▸ SET PROBLEM:
Reproduce every line of the entries below verbatim, from the first line through the last.

--- Start of EXERCISE INPUTS ---

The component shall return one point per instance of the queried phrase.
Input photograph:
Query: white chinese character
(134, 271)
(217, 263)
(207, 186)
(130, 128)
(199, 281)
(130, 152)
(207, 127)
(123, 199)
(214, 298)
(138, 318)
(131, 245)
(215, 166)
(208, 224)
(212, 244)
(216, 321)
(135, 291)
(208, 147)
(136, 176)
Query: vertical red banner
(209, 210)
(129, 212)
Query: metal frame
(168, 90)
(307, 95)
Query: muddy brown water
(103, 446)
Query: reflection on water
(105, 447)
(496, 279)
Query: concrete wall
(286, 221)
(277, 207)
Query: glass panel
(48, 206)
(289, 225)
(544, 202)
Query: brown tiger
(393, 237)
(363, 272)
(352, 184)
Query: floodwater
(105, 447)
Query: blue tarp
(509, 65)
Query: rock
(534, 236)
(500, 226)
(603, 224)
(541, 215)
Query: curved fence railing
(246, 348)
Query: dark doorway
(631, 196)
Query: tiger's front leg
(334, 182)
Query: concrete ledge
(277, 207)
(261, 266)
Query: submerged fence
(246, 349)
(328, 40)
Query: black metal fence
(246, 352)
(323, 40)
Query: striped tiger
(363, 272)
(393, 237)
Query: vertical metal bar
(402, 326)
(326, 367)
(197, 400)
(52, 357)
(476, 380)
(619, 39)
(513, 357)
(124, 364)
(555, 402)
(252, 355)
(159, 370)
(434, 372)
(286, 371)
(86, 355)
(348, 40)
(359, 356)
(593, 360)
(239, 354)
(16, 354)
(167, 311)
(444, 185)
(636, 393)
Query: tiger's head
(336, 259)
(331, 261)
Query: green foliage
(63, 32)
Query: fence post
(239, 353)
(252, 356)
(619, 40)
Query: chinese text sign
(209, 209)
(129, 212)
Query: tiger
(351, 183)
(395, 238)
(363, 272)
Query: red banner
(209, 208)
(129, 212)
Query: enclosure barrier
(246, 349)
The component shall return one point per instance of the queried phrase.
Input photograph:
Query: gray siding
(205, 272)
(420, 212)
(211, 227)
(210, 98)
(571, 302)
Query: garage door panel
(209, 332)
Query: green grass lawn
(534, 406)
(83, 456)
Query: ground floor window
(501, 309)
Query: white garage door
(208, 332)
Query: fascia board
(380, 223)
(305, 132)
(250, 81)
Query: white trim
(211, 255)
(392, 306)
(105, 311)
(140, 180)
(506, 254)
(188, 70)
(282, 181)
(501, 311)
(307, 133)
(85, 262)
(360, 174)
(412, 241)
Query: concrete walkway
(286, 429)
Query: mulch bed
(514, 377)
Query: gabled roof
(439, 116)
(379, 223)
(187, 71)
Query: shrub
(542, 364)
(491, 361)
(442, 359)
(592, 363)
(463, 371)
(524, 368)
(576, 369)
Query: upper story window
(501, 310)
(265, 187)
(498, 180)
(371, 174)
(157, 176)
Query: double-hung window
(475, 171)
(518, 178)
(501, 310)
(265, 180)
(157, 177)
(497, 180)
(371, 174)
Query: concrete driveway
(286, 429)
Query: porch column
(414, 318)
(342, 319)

--- End of EXERCISE INPUTS ---

▸ WRITTEN ANSWER:
The component shall return one point per instance of the queried phrase.
Input photograph:
Query: white chinese character
(134, 271)
(217, 263)
(207, 186)
(130, 128)
(199, 281)
(130, 152)
(207, 127)
(123, 199)
(214, 298)
(138, 318)
(131, 245)
(215, 166)
(208, 224)
(212, 244)
(216, 321)
(135, 291)
(208, 147)
(136, 176)
Query: vertical red banner
(209, 210)
(129, 212)
Query: metal frame
(168, 90)
(307, 95)
Query: muddy brown water
(103, 446)
Query: reflection on water
(105, 447)
(496, 279)
Query: concrete wall
(286, 221)
(277, 207)
Query: glass panel
(48, 206)
(289, 225)
(544, 202)
Query: brown tiger
(393, 237)
(363, 272)
(352, 184)
Query: floodwater
(105, 447)
Query: blue tarp
(509, 65)
Query: rock
(534, 236)
(500, 226)
(603, 224)
(541, 215)
Query: curved fence railing
(246, 348)
Query: dark doorway
(631, 196)
Query: tiger's front leg
(334, 182)
Query: concrete ledge
(277, 207)
(261, 266)
Query: submerged fence
(246, 349)
(328, 40)
Query: black metal fence
(246, 352)
(323, 40)
Query: striped tiger
(363, 272)
(393, 237)
Query: vertical metal bar
(402, 326)
(326, 367)
(197, 400)
(52, 357)
(476, 380)
(619, 39)
(513, 357)
(124, 364)
(555, 402)
(252, 355)
(159, 370)
(434, 372)
(286, 371)
(86, 355)
(348, 40)
(359, 356)
(593, 360)
(239, 354)
(16, 354)
(167, 311)
(444, 185)
(636, 393)
Query: tiger's head
(336, 259)
(331, 261)
Query: green foliage
(63, 32)
Query: fence post
(239, 353)
(252, 356)
(619, 40)
Query: chinese text sign
(209, 209)
(129, 212)
Query: tiger
(351, 183)
(395, 238)
(363, 272)
Query: red banner
(209, 208)
(129, 212)
Query: enclosure barrier
(246, 349)
The component shall return one point per instance of the queried phrase.
Input photograph:
Query: gray siding
(205, 272)
(420, 212)
(211, 227)
(210, 98)
(571, 302)
Query: garage door panel
(209, 332)
Query: green grass lawn
(534, 406)
(83, 456)
Query: ground floor window
(501, 309)
Query: white garage door
(208, 332)
Query: fascia board
(380, 223)
(305, 132)
(250, 81)
Query: white trim
(211, 255)
(392, 306)
(105, 311)
(140, 180)
(506, 254)
(188, 70)
(282, 181)
(501, 311)
(307, 133)
(85, 262)
(360, 174)
(412, 241)
Query: concrete walkway
(286, 429)
Query: mulch bed
(514, 377)
Query: gabled roof
(439, 116)
(379, 223)
(187, 71)
Query: shrub
(542, 364)
(491, 361)
(442, 359)
(592, 363)
(463, 371)
(524, 368)
(576, 369)
Query: upper story window
(501, 310)
(265, 187)
(498, 180)
(371, 174)
(157, 176)
Query: double-hung window
(475, 171)
(518, 178)
(501, 310)
(265, 180)
(157, 177)
(497, 180)
(371, 174)
Query: concrete driveway
(286, 429)
Query: porch column
(414, 318)
(342, 319)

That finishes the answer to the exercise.